[Data to process]:
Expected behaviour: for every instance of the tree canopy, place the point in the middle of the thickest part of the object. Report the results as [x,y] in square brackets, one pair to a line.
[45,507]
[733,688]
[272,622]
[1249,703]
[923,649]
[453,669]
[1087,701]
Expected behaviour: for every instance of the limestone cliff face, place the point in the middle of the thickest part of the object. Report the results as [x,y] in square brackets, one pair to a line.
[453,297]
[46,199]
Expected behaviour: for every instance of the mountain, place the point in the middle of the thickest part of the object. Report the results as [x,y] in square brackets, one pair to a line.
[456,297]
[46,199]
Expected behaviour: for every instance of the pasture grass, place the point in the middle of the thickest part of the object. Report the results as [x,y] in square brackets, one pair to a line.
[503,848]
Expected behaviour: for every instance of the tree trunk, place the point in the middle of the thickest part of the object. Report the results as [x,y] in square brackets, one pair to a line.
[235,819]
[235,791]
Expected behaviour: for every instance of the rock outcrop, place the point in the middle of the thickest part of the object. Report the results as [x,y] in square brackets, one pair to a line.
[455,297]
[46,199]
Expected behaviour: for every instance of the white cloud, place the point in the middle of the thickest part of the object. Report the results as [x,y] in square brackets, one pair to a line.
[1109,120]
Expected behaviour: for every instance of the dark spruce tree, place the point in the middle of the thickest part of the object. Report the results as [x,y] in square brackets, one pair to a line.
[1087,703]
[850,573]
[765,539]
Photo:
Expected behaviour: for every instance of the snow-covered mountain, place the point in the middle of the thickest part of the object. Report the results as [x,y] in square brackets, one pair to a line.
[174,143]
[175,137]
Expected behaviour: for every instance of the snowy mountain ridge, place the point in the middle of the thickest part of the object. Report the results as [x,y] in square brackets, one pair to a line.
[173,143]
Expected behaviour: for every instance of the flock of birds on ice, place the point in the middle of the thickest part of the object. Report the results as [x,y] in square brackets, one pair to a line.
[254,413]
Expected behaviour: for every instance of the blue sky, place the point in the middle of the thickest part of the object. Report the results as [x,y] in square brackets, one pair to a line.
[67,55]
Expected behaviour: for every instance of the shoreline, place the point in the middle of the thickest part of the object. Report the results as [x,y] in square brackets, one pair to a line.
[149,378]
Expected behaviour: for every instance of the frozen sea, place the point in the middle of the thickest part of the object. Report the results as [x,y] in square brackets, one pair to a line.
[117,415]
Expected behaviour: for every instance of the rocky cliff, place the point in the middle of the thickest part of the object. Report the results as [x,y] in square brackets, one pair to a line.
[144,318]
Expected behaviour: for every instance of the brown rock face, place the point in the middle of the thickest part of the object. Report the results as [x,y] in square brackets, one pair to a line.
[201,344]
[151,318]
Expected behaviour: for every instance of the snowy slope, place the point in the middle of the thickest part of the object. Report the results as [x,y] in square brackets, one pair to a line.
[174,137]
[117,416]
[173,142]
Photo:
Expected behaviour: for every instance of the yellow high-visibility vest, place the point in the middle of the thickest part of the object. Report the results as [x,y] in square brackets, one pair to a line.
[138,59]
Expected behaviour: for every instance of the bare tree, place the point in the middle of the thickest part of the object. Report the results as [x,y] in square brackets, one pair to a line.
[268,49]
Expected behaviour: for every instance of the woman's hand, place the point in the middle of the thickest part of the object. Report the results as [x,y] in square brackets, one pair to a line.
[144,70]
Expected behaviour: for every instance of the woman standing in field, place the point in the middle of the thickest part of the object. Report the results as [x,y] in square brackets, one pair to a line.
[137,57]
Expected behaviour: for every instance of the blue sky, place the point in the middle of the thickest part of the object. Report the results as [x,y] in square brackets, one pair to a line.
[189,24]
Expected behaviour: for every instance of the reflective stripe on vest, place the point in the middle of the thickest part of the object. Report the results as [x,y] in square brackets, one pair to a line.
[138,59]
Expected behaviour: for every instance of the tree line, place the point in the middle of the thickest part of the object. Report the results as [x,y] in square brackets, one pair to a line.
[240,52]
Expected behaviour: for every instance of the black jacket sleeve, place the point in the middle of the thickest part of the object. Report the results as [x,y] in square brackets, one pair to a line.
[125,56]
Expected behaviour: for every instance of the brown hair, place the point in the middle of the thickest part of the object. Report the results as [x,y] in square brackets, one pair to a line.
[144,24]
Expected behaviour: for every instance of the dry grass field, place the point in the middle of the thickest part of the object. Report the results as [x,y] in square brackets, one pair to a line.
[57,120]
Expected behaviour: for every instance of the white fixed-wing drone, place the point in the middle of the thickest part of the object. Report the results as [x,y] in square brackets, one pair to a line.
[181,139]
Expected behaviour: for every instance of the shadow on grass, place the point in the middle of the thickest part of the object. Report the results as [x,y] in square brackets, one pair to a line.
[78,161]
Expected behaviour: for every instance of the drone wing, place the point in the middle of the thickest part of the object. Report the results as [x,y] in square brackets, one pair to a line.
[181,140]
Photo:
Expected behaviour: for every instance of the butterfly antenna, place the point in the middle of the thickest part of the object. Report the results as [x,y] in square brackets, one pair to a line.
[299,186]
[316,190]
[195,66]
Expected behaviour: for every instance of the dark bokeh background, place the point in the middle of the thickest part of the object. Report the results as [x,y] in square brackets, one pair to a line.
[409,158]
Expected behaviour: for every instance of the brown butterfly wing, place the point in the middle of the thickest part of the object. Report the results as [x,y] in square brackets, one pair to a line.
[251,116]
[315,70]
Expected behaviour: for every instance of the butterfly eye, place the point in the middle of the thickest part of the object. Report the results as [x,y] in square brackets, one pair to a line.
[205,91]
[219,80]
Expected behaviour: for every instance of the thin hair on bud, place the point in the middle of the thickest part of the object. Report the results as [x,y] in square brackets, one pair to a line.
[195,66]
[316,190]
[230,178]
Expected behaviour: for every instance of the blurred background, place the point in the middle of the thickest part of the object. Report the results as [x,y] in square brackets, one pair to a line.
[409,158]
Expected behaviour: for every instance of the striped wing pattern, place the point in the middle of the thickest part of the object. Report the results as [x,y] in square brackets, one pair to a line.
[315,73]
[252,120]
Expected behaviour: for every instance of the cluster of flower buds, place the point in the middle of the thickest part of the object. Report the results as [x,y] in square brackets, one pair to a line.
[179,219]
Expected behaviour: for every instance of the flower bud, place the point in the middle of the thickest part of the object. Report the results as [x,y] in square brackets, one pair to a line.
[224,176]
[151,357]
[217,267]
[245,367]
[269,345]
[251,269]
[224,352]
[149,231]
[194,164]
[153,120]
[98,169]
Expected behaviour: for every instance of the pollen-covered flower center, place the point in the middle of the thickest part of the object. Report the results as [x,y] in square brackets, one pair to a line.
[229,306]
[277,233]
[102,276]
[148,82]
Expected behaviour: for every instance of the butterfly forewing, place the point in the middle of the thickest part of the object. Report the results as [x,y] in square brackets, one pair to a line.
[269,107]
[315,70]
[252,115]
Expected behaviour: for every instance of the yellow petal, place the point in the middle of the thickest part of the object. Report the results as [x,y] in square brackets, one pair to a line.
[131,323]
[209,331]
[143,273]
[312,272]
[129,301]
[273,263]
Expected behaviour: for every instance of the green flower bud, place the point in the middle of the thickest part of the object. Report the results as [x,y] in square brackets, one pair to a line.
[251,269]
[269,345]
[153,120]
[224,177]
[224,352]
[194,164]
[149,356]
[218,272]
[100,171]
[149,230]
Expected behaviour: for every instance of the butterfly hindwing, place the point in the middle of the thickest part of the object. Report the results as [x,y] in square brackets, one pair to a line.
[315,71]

[Work order]:
Could you retype the whole listing above without altering a word?

[Written response]:
Expected behaviour: for every instance of the tree canopy, place the point in the middle of the thickest part of the object. Report the results as [x,y] in square brackets, one pair to a line.
[45,507]
[733,688]
[272,622]
[1249,703]
[923,649]
[453,669]
[1087,701]
Expected behaviour: for every instance of the limestone cliff face, place the point in the middle of the thickest part of the object. Report the results as [x,y] in square brackets, one pair to a line.
[453,297]
[46,199]
Expected behaviour: for every instance of the mountain, place the point in the middle of the thickest part of the object. Report the results as [x,y] in square brackets, one pair to a line.
[456,297]
[46,199]
Expected behaviour: for every instance of the pasture grass, place the point in the middle of the thickest part of the object. Report the results as [x,y] in square brackets, one pair to a line.
[503,848]
Expected behaviour: for every instance of the tree trunk, place the point in the middle of the thickest part of the object. Report the results as [x,y] in square brackets, one pair to a line.
[235,819]
[235,791]
Expected behaviour: for every instance of the rock outcrop, place the point in the middle of the thickest part of the object. Report the results as [x,y] in square brackets, one pair to a line.
[455,297]
[46,199]
Expected behaviour: for every instance of the white cloud, place the point in the middle of the thickest part of the object. Report the results as [x,y] in square brackets, one pair to a line.
[1109,120]
Expected behaviour: for every instance of the dark spruce tree, place the point in the middle of the thickest part of the object. Report the results as [x,y] in square brackets, one pair to a line.
[1087,703]
[850,573]
[765,539]
Photo:
Expected behaviour: for every instance of the snow-covered mountain, place the point in the middle of the thickest part of the object. Report the results as [x,y] in square brackets, one pair to a line.
[174,143]
[175,137]
Expected behaviour: for every instance of the snowy mountain ridge, place the point in the middle of the thickest part of the object. Report the results as [x,y] in square brackets, one pair to a line.
[173,143]
Expected behaviour: for every instance of the flock of birds on ice, place the point in the middle of the thickest part of the object. Report the results as [x,y] in square brackets, one pair to a line.
[254,413]
Expected behaviour: for every instance of the blue sky, place the point in the middle of the thickest part of the object. Report the results as [x,y] in square brackets, one pair to a line.
[67,55]
Expected behaviour: for every instance of the shoreline, place the point in the middle of the thickest part of the object. Report the results as [x,y] in square brackets, one pair to a line.
[149,378]
Expected behaviour: for every instance of the frozen sea, place the point in the middle of the thickest part of the object. Report the results as [x,y] in square brackets, one pair to a line.
[117,415]
Expected behaviour: for every instance of the rocky cliff, place the point in the middle of the thickest part of the object. Report the results as [x,y] in square brackets, one pair to a line.
[144,318]
Expected behaviour: for every instance of the brown rock face, place the point in the middle of the thickest part of the object. Report the results as [x,y] in square brackets, one pair to a line.
[201,344]
[151,318]
Expected behaviour: for every instance of the snowy slope, place the point in the middle of the thickest part of the object. Report the results as [x,y] in square brackets, one pair to a line.
[174,137]
[117,416]
[173,142]
Photo:
Expected behaviour: for every instance of the yellow high-visibility vest, place the point in the middle of the thickest part of the object. Report the results as [x,y] in square brackets, one pair to a line.
[138,59]
Expected behaviour: for every instance of the bare tree, place the point in the middle of the thickest part of the object. Report the results as [x,y] in square brackets, one pair to a line.
[268,49]
Expected behaviour: for every instance of the woman's hand, place the point in the middle of the thickest part of the object. Report the results as [x,y] in square brackets, one pair to a line.
[144,70]
Expected behaviour: for every instance of the woman standing in field, place the point in the middle of the thickest part of the object. Report the results as [x,y] in square brackets, one pair to a line.
[137,57]
Expected behaviour: for every instance of the blue sky, place the point in the middle of the thickest part of the object. Report the results as [x,y] in square brackets, one pair to a line.
[189,24]
Expected behaviour: for every instance of the reflective stripe on vest, place the point in the middle of the thickest part of the object. Report the results as [x,y] in square brackets, one pair to a line.
[138,59]
Expected behaviour: for every instance of the tree line, place the point in the middle of the thickest part of the object. Report the results as [x,y] in square brackets, one pair to a line.
[240,52]
Expected behaviour: for every instance of the black jacket sleeve, place the point in the middle of the thickest part of the object. Report the results as [x,y] in square brackets, one pair to a line.
[125,56]
Expected behaviour: for every instance of the brown hair, place the point in the middle of the thickest part of the object. Report the results as [x,y] in square brackets, one pair to a line.
[144,24]
Expected behaviour: for every instance of the dry grass field, place the point in the middle of the thickest part of the object. Report the results as [x,y] in square brackets, one pair to a line.
[57,120]
Expected behaviour: for every instance of the white fixed-wing drone, place the point in the middle of the thickest part of the object. Report the results as [x,y] in square brackets, one pair to a line.
[181,139]
Expected behaviour: for every instance of the shadow on grass, place the point in the middle of the thickest part of the object. Report the results as [x,y] in square brackets, one pair to a line.
[78,161]
Expected behaviour: for every instance of the drone wing, place the point in the middle of the thickest part of the object. Report the results as [x,y] in square brackets, one pair to a line.
[181,140]
Photo:
Expected behaviour: for every instance of the butterfly antenna, place the point in the middle of the thickest part of the object. Report the results as [x,y] in square brackets, one pair to a line.
[299,186]
[316,190]
[195,66]
Expected behaviour: for every instance of the dark bokeh background, place the point in the middle of the thickest part of the object. Report the results as [x,y] in square brackets, one pair to a line.
[409,158]
Expected behaviour: for every instance of the brown butterfly wing, place the point in the middle of the thickest part of the object. Report the results as [x,y] in square brackets, one pair to a line.
[251,116]
[315,70]
Expected behaviour: for every instance of the butterfly eye, place the point in the middle of the thickest part of the object. Report the results as [x,y] in square brackets, one pair to a line.
[205,91]
[219,80]
Expected behaviour: for every instance of the thin hair on bud, place the point in the middle of the thickest part of the object. Report the results as [x,y] in square brackets, one pair to a line.
[195,66]
[316,190]
[230,178]
Expected behaviour: for every instance of the blurred background, place the point in the middle of the thickest part of the object. Report the results as [x,y] in square brackets, one pair to a line.
[409,158]
Expected behaviour: for every instance of the striped wing pattern, place the point in the middle of the thickest part of the object. Report the results as [x,y] in square brackets, one pair to a line.
[315,73]
[252,120]
Expected behaviour: for every instance of the cluster of flower buds, place the point in the middle of the thickest part of the object. Report the results as [x,y] in square brackets, one pair to a line.
[179,219]
Expected behaviour: for every instance of the flower bud, place the point in the middle of the thickest part of the object. Report the results as [x,y] in square brackets, one pair to a line.
[224,176]
[151,357]
[217,267]
[245,367]
[269,345]
[251,269]
[224,352]
[149,231]
[194,164]
[153,120]
[98,169]
Expected behaviour: for every instance of the pollen-covered flower center, place the point in the middle of the thickest part of the object. Report the results as [x,y] in square brackets, one pair to a line.
[229,306]
[277,233]
[102,276]
[148,82]
Expected behaviour: for every instance of the butterfly forewing, place the point in the middle of the thickest part of the object. Report the results as [x,y] in square brackets, one pair to a line.
[269,107]
[315,70]
[252,115]
Expected behaviour: for every instance of the yellow petal, place the point in the middle of the thickest part of the object. Report the results as [x,y] in square brackets, one pair to a line.
[131,323]
[209,331]
[143,273]
[312,272]
[129,301]
[273,263]
Expected behaviour: for every instance of the green flower bud, place the point in the middle of the thickest part of the object. Report the results as [x,y] in square brackets, one pair to a line.
[251,269]
[269,345]
[153,120]
[224,177]
[224,352]
[194,164]
[149,356]
[218,272]
[100,171]
[149,230]
Expected behaviour: for every instance of the butterfly hindwing, place the point in the middle of the thickest part of the object. Report the results as [x,y] in square brackets, one pair to a line.
[315,71]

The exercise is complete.